Work instructions: Write out exactly the lines from the one containing "Task: a point for each instance of the wetsuit, written" through the last line of the records below, including both.
────────
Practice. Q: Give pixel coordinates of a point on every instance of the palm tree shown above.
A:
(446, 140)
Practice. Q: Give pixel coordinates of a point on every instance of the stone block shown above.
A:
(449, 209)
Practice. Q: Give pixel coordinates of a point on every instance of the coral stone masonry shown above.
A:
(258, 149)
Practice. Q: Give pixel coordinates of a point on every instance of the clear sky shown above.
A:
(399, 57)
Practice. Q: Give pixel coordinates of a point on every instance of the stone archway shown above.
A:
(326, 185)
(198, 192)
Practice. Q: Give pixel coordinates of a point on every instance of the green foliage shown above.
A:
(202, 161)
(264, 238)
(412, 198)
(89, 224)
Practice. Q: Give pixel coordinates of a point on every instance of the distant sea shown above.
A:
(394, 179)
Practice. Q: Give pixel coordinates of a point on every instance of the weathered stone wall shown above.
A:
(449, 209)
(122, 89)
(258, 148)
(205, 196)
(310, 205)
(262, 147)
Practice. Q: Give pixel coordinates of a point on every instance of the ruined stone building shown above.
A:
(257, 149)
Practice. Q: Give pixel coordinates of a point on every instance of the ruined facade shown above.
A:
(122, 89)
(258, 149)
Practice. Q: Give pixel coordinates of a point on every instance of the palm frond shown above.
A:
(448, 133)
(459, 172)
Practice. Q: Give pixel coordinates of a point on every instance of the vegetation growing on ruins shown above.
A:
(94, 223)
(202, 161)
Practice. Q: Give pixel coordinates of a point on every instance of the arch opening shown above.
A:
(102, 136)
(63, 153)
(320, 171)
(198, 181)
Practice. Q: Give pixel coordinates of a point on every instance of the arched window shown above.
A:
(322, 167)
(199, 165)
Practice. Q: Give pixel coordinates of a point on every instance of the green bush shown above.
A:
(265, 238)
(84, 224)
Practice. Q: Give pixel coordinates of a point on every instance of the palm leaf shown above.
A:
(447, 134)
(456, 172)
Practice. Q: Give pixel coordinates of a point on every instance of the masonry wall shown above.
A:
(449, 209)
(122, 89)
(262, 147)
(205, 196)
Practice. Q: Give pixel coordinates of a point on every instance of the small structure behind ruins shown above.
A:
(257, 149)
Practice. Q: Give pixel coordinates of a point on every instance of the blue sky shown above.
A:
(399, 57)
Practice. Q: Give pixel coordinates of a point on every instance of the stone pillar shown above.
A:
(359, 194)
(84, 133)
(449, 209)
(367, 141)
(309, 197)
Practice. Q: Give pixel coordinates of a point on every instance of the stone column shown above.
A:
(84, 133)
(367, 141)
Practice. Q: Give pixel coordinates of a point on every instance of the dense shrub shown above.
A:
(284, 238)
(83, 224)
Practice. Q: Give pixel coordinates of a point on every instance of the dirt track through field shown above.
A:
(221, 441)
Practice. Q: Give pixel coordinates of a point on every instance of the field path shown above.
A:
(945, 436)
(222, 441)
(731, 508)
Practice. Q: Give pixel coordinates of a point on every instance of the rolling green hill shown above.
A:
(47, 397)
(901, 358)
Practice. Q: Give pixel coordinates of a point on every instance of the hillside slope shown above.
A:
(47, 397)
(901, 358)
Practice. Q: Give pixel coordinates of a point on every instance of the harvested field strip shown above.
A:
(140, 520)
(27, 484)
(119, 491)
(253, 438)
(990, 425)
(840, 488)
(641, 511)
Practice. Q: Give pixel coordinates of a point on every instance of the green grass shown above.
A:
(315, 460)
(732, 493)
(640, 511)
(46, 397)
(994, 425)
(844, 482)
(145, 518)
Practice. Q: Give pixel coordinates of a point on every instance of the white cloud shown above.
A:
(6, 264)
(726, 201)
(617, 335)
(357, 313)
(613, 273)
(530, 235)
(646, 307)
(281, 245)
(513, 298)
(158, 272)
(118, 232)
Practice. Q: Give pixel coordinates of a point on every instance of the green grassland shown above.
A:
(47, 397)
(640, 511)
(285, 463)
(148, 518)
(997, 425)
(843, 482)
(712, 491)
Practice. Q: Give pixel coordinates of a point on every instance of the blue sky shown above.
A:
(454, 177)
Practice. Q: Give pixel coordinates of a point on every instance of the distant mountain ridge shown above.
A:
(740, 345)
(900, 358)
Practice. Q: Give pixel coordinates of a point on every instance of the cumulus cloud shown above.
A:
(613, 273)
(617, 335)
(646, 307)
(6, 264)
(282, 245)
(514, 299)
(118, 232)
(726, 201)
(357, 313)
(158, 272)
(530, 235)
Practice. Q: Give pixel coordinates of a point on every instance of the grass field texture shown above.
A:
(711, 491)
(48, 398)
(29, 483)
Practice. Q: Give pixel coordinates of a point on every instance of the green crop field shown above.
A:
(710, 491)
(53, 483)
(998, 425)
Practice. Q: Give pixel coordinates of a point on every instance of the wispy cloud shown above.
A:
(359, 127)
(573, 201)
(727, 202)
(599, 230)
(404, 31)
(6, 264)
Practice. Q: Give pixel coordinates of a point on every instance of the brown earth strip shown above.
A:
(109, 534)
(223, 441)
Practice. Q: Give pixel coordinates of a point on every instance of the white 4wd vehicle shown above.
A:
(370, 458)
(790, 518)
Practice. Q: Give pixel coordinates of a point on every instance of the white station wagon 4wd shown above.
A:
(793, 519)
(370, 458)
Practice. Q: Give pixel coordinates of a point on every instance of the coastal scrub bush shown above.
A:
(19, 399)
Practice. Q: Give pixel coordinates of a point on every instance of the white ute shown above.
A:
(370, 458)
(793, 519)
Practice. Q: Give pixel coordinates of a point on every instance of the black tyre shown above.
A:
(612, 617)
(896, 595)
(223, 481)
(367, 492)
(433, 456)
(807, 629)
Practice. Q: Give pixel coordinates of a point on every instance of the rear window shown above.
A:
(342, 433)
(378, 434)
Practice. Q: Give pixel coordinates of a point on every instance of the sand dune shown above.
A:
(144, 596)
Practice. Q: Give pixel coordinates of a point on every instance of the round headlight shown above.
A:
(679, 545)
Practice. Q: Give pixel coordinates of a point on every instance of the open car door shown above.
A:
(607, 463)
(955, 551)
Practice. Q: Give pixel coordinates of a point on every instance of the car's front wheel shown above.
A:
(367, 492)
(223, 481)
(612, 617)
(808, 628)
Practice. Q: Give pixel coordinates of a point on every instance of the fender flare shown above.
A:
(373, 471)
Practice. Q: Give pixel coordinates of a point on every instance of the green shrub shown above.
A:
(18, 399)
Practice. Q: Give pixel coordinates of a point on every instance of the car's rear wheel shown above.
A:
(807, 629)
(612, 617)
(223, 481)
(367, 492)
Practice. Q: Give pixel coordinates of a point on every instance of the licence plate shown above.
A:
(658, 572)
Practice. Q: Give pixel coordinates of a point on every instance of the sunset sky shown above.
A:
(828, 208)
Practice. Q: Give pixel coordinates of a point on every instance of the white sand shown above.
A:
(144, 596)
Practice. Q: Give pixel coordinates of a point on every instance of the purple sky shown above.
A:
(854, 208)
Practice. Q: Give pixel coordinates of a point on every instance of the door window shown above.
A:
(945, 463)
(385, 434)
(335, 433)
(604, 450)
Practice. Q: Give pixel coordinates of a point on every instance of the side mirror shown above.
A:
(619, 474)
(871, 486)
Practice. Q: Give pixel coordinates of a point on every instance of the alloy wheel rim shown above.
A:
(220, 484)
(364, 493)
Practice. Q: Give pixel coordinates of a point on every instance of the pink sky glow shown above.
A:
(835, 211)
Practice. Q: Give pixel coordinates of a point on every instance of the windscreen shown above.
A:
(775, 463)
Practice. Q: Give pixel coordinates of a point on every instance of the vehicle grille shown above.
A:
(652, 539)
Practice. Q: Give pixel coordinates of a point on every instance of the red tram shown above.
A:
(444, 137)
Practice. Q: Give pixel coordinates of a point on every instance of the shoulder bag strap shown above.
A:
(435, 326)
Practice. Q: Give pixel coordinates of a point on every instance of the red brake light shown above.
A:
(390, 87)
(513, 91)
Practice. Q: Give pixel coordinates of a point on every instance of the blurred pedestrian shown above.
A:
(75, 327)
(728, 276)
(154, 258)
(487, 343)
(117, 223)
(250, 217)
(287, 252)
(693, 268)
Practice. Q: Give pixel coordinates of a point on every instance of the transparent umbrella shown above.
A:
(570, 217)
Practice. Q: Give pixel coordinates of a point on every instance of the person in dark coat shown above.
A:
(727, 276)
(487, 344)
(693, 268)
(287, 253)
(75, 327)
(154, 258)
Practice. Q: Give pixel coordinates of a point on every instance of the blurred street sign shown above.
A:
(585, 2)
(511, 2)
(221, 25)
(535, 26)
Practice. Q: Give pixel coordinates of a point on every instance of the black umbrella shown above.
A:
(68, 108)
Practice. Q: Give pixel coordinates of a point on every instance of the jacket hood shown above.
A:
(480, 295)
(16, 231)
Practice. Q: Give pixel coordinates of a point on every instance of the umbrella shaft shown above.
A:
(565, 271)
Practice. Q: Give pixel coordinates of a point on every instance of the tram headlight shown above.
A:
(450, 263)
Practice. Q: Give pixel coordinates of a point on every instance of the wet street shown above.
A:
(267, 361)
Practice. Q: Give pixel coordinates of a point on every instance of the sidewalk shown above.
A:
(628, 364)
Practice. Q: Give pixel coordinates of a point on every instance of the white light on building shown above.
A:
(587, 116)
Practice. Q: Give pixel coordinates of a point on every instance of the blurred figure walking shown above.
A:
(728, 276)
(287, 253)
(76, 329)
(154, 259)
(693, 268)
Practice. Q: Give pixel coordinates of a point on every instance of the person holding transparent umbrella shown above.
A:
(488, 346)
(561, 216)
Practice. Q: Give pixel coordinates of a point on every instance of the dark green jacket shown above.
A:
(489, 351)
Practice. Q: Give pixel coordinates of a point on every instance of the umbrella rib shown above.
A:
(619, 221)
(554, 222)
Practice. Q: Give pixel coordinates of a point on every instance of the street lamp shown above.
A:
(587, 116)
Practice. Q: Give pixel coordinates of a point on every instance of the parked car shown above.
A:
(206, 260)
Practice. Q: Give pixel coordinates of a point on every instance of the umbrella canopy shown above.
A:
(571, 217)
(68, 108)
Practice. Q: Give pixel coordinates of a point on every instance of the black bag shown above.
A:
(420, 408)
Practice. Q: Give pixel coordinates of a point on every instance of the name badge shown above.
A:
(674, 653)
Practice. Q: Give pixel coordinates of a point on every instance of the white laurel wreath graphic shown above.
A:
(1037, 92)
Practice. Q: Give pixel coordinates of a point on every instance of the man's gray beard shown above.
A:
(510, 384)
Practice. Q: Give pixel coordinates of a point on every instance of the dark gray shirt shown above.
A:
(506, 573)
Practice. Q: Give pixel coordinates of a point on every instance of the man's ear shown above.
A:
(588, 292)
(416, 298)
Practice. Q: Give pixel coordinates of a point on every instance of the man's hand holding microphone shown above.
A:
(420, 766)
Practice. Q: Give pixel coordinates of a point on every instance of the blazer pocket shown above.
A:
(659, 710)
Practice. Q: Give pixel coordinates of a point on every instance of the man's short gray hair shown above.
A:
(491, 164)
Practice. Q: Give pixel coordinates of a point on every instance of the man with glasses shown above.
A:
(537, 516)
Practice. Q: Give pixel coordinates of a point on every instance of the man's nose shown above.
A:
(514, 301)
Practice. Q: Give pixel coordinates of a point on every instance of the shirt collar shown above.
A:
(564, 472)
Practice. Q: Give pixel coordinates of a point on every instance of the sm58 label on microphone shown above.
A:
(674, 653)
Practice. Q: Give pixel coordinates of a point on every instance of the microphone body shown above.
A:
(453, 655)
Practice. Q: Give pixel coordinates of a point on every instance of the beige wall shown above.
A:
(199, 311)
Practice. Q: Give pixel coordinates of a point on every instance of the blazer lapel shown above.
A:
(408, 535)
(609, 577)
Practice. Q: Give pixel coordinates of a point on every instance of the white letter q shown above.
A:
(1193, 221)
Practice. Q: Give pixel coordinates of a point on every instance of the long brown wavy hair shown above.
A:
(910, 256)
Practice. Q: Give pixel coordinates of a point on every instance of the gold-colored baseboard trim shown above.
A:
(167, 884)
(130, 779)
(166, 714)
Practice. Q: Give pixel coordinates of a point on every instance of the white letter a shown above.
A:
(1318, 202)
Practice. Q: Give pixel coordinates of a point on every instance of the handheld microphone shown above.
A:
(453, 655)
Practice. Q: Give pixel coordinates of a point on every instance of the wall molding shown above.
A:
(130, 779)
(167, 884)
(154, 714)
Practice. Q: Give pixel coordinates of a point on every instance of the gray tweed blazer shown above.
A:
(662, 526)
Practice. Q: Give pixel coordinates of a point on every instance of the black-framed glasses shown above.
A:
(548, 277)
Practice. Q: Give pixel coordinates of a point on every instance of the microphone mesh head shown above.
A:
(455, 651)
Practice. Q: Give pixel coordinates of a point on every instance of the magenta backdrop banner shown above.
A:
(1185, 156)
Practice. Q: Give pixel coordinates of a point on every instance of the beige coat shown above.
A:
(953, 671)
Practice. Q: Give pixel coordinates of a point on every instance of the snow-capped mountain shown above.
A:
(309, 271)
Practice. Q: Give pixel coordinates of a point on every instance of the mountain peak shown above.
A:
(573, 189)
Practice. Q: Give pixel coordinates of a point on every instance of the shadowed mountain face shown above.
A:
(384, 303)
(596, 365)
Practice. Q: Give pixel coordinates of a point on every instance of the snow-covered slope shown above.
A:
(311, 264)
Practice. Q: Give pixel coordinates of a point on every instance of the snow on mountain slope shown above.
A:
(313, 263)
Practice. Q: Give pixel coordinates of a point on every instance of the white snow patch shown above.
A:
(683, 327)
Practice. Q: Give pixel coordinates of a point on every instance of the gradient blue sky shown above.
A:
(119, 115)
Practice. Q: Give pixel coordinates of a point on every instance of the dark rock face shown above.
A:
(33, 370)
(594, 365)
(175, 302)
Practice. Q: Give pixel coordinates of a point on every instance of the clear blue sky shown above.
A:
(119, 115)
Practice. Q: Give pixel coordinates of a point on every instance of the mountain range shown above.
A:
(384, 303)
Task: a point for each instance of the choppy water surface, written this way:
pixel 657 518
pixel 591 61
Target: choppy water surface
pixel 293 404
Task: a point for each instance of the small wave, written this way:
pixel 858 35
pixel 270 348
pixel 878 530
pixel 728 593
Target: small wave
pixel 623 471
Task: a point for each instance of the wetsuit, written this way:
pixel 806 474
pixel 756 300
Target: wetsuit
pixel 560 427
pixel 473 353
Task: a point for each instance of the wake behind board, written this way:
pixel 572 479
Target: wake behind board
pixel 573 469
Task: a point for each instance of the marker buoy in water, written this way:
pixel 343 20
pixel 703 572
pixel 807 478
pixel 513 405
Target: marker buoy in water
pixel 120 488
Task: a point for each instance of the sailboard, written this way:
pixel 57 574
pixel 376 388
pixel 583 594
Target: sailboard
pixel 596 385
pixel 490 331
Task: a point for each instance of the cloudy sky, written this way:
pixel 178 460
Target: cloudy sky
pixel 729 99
────────
Answer:
Task: a point for each instance of the wetsuit, written this way:
pixel 806 474
pixel 756 300
Target: wetsuit
pixel 560 427
pixel 473 353
Task: a point for each instance of the wake behind board, written this way:
pixel 572 479
Target: wake behind board
pixel 573 469
Task: a point for each instance of the marker buoy in water, written this way:
pixel 343 20
pixel 703 572
pixel 807 478
pixel 513 405
Target: marker buoy in water
pixel 120 488
Task: a point for each instance of the sailboard, written this way:
pixel 57 574
pixel 376 388
pixel 583 594
Target: sailboard
pixel 596 385
pixel 490 331
Task: a point for each instance of the cloudy sky, written this way:
pixel 178 460
Target: cloudy sky
pixel 729 99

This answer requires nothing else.